◆ STATED PROBLEM ◆
Give the stretch of the records below, from their start through the line containing "282, 234, 528, 400", as a JSON list of strings with one string per line. Leave out blank lines and the pictures.

(Box-labeled dataset extracts)
^^^^

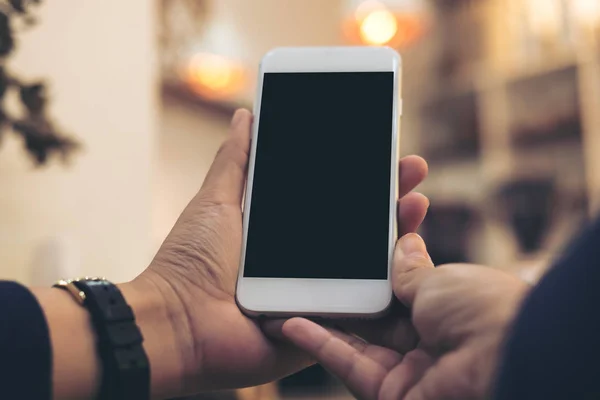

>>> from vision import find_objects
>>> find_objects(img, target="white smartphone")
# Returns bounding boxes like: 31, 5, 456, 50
236, 47, 401, 318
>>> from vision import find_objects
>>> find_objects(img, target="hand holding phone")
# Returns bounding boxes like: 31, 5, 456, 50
236, 47, 400, 317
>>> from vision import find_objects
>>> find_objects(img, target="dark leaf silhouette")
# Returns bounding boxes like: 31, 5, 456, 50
0, 0, 81, 166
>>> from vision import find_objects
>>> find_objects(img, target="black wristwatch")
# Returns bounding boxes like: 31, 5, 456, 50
54, 277, 150, 400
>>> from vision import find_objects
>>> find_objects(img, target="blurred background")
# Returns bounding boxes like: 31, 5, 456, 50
0, 0, 600, 399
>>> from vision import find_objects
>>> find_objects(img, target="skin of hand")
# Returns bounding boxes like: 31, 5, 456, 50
281, 234, 529, 400
33, 110, 429, 399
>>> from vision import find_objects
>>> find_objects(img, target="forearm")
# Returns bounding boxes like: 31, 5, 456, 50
32, 281, 182, 399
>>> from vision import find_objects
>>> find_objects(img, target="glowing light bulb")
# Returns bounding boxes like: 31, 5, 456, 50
184, 53, 244, 98
360, 9, 398, 45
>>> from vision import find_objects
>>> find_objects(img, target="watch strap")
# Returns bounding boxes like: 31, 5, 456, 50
56, 279, 150, 400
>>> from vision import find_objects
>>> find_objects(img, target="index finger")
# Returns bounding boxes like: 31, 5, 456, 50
282, 318, 390, 399
392, 233, 435, 307
200, 109, 252, 205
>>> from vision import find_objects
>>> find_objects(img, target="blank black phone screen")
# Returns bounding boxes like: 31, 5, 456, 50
244, 72, 394, 280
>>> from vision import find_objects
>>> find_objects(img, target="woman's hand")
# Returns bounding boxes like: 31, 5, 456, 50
124, 110, 429, 395
282, 234, 528, 400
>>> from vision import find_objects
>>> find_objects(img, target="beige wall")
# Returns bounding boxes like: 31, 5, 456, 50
0, 0, 156, 282
153, 0, 342, 245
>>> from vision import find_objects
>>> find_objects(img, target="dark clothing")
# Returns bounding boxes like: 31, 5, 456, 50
0, 221, 600, 400
0, 281, 52, 400
495, 221, 600, 400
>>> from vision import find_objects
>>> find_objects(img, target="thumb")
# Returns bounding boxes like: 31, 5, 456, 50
199, 109, 252, 205
392, 233, 435, 307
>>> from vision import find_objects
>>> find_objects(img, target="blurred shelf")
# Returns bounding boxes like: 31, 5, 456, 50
500, 54, 580, 85
161, 81, 252, 118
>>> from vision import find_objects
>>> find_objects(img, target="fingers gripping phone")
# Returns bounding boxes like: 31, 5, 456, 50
236, 47, 401, 318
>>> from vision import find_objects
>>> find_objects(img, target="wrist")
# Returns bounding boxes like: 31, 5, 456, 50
118, 276, 186, 398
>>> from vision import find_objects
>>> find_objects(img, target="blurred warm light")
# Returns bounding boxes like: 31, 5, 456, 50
182, 53, 245, 99
354, 0, 386, 23
526, 0, 564, 36
360, 10, 398, 46
573, 0, 600, 27
344, 0, 425, 48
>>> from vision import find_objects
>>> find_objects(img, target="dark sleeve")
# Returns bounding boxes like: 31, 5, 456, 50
0, 281, 52, 400
495, 221, 600, 400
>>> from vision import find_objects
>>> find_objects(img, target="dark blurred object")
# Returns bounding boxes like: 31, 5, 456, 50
512, 115, 582, 149
421, 93, 480, 164
170, 391, 238, 400
509, 65, 583, 150
498, 178, 556, 254
279, 365, 334, 396
421, 204, 475, 265
0, 0, 80, 166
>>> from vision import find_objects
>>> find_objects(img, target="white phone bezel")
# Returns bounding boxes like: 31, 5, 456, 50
236, 47, 401, 317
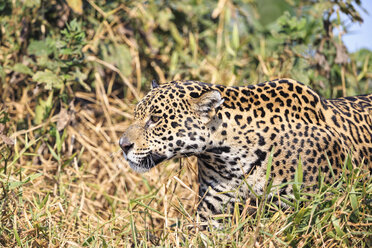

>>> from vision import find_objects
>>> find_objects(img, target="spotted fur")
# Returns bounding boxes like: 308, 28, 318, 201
119, 79, 372, 219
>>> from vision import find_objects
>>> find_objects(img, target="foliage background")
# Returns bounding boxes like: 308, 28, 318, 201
0, 0, 372, 247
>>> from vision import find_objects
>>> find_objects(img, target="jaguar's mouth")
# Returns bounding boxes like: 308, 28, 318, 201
124, 152, 167, 173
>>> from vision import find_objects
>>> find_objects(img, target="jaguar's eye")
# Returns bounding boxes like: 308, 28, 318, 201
150, 115, 160, 123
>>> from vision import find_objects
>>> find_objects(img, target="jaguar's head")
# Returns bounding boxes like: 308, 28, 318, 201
119, 81, 223, 172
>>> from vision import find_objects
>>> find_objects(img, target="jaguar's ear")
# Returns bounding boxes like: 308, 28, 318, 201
193, 90, 224, 124
151, 79, 159, 90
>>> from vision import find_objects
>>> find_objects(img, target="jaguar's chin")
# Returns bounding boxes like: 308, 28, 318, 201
126, 153, 167, 173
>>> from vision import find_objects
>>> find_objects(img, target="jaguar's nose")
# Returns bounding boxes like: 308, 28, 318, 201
119, 136, 134, 155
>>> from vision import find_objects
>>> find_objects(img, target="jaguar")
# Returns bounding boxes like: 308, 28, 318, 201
119, 79, 372, 220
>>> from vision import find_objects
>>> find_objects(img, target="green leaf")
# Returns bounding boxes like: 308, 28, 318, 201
27, 38, 54, 56
32, 70, 63, 90
293, 157, 303, 201
66, 0, 83, 15
13, 63, 34, 76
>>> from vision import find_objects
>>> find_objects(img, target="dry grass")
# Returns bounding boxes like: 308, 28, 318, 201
0, 0, 372, 248
0, 80, 372, 247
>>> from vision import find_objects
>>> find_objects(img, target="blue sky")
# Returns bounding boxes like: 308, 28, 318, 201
342, 0, 372, 52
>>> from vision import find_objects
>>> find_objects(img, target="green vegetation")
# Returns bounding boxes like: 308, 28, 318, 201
0, 0, 372, 247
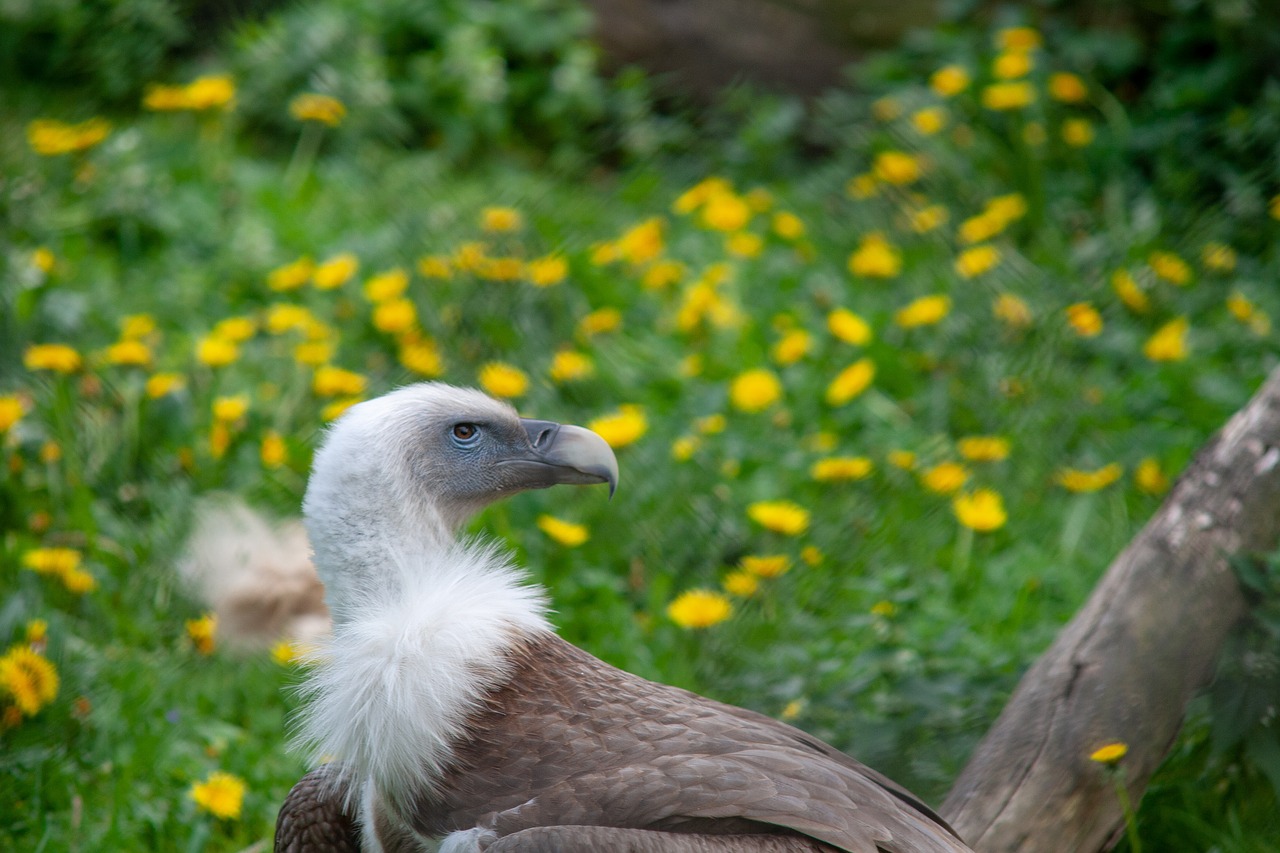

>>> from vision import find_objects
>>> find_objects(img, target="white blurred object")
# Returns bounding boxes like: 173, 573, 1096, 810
179, 498, 330, 648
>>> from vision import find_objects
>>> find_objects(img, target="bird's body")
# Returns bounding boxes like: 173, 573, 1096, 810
276, 384, 968, 853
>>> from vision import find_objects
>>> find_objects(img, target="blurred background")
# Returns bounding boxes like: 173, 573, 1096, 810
0, 0, 1280, 852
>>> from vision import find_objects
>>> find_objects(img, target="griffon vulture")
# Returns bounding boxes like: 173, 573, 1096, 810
275, 383, 969, 853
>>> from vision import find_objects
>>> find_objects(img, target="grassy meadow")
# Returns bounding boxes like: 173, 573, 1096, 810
0, 8, 1280, 852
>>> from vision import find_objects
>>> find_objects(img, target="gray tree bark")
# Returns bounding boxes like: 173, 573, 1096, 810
941, 369, 1280, 853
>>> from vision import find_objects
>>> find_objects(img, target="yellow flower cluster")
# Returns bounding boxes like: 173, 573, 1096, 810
22, 548, 97, 596
189, 770, 247, 820
27, 118, 111, 158
289, 92, 347, 127
0, 644, 58, 722
142, 74, 236, 113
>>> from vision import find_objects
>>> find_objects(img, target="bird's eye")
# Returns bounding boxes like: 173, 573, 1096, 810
453, 424, 480, 444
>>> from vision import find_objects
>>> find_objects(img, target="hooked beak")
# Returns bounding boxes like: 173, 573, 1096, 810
500, 418, 618, 497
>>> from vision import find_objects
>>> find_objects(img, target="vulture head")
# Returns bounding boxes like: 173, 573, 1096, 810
303, 383, 618, 617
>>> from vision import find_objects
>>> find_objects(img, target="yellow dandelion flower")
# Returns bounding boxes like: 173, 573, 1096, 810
827, 307, 873, 347
1062, 118, 1097, 149
311, 365, 366, 397
722, 570, 760, 598
956, 435, 1009, 462
31, 246, 58, 275
893, 293, 951, 329
1066, 302, 1102, 338
214, 394, 248, 424
982, 81, 1036, 111
1142, 316, 1190, 361
183, 74, 236, 111
908, 205, 950, 234
577, 307, 622, 337
538, 515, 589, 548
1053, 462, 1124, 492
480, 207, 525, 233
311, 252, 360, 291
746, 501, 809, 537
739, 553, 791, 578
0, 396, 27, 433
1111, 269, 1151, 314
1048, 72, 1089, 104
991, 293, 1032, 329
271, 640, 302, 666
996, 27, 1042, 53
671, 435, 703, 462
1089, 740, 1129, 765
102, 341, 151, 368
548, 350, 595, 383
955, 243, 1000, 278
728, 368, 782, 412
479, 361, 529, 398
920, 462, 969, 494
586, 405, 649, 450
809, 456, 876, 483
849, 231, 902, 278
146, 373, 184, 400
672, 175, 732, 214
289, 92, 347, 127
187, 613, 218, 654
22, 548, 82, 575
259, 429, 289, 469
826, 359, 876, 406
1147, 251, 1192, 287
951, 489, 1009, 533
872, 151, 923, 186
210, 316, 257, 343
1133, 456, 1169, 494
525, 255, 568, 287
0, 646, 58, 717
929, 65, 970, 97
22, 343, 82, 374
616, 216, 665, 266
189, 770, 246, 820
911, 106, 947, 136
27, 118, 111, 158
667, 589, 733, 629
1201, 243, 1235, 273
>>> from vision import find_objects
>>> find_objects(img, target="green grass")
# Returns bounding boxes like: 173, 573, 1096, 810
0, 19, 1280, 850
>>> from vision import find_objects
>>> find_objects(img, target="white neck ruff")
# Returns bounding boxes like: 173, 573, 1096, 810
294, 540, 552, 793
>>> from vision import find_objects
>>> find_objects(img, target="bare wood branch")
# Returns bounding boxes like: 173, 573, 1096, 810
941, 369, 1280, 853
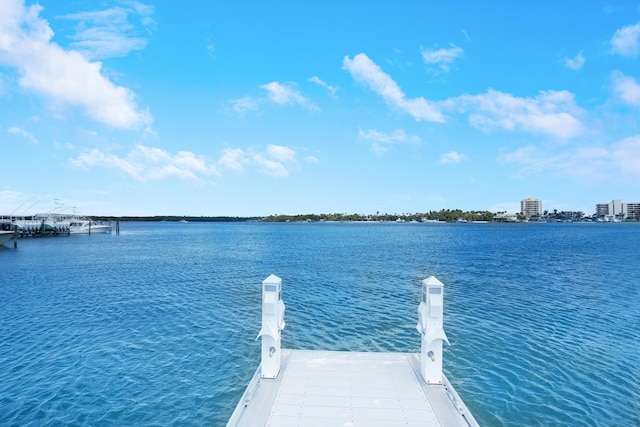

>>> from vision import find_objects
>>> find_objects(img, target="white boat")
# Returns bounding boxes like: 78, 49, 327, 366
0, 230, 14, 245
69, 217, 111, 234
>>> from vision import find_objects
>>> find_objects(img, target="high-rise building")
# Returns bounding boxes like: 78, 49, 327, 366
520, 197, 542, 218
596, 200, 640, 221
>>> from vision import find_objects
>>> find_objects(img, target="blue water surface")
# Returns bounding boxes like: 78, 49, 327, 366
0, 222, 640, 426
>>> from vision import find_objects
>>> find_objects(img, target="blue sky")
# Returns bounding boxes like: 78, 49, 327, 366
0, 0, 640, 216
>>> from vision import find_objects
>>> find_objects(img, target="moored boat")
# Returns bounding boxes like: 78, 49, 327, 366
0, 230, 14, 245
69, 217, 111, 234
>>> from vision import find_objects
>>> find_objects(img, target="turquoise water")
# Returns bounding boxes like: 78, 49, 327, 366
0, 223, 640, 426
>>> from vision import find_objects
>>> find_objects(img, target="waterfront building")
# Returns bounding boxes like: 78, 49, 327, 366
520, 197, 542, 219
596, 200, 640, 221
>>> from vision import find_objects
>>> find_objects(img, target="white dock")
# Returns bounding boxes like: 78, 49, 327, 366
227, 276, 478, 427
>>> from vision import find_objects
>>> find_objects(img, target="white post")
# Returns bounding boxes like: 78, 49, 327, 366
416, 276, 449, 384
256, 274, 285, 378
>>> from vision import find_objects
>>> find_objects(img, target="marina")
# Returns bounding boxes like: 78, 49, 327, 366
0, 221, 640, 427
0, 213, 119, 237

^^^^

◆ THE OUTPUT ◆
[
  ">>> from vision import find_objects",
  ">>> find_objects(img, target=\"white smartphone\")",
  "# Returns bounding boxes like: 31, 5, 456, 50",
  "236, 47, 401, 318",
  ">>> from vision import find_objects",
  ">>> find_objects(img, target=\"hand holding phone\")",
  "# Returns bounding boxes like: 31, 5, 456, 50",
  "236, 47, 400, 317",
  ">>> from vision import find_objects",
  ">>> find_objects(img, target=\"dark leaf silhouette\")",
  "# Returns bounding boxes like: 31, 5, 456, 50",
  "0, 0, 81, 166",
  ">>> from vision import find_objects",
  ">>> find_objects(img, target=\"black wristwatch\")",
  "# Returns bounding boxes like: 31, 5, 456, 50",
  "54, 277, 150, 400",
  ">>> from vision import find_objects",
  ">>> find_objects(img, target=\"blurred background\")",
  "# Returns bounding boxes like: 31, 5, 456, 50",
  "0, 0, 600, 399",
  ">>> from vision import find_objects",
  ">>> find_objects(img, target=\"skin of hand\")",
  "# Returns bounding boxes like: 31, 5, 456, 50",
  "281, 234, 529, 400",
  "33, 110, 429, 399",
  ">>> from vision import find_objects",
  ">>> find_objects(img, target=\"forearm\")",
  "# Returns bounding boxes like: 31, 5, 456, 50",
  "32, 281, 182, 399",
  ">>> from vision import find_objects",
  ">>> find_objects(img, target=\"glowing light bulb\")",
  "# Returns bounding boxes like: 31, 5, 456, 50",
  "184, 53, 244, 98",
  "360, 9, 398, 45",
  ">>> from vision import find_objects",
  ">>> find_objects(img, target=\"watch strap\")",
  "# Returns bounding boxes like: 31, 5, 456, 50",
  "56, 279, 150, 400",
  ">>> from vision import find_objects",
  ">>> find_objects(img, target=\"index finger\")",
  "# Returns bounding boxes like: 31, 5, 456, 50",
  "282, 318, 390, 399",
  "392, 233, 435, 307",
  "200, 109, 252, 205",
  ">>> from vision import find_objects",
  ">>> find_objects(img, target=\"blank black phone screen\")",
  "# Returns bounding boxes like: 31, 5, 456, 50",
  "244, 72, 394, 280",
  ">>> from vision import find_objects",
  ">>> find_objects(img, target=\"woman's hand\")",
  "# Returns bounding boxes like: 31, 5, 456, 50",
  "124, 110, 429, 395",
  "282, 234, 528, 400"
]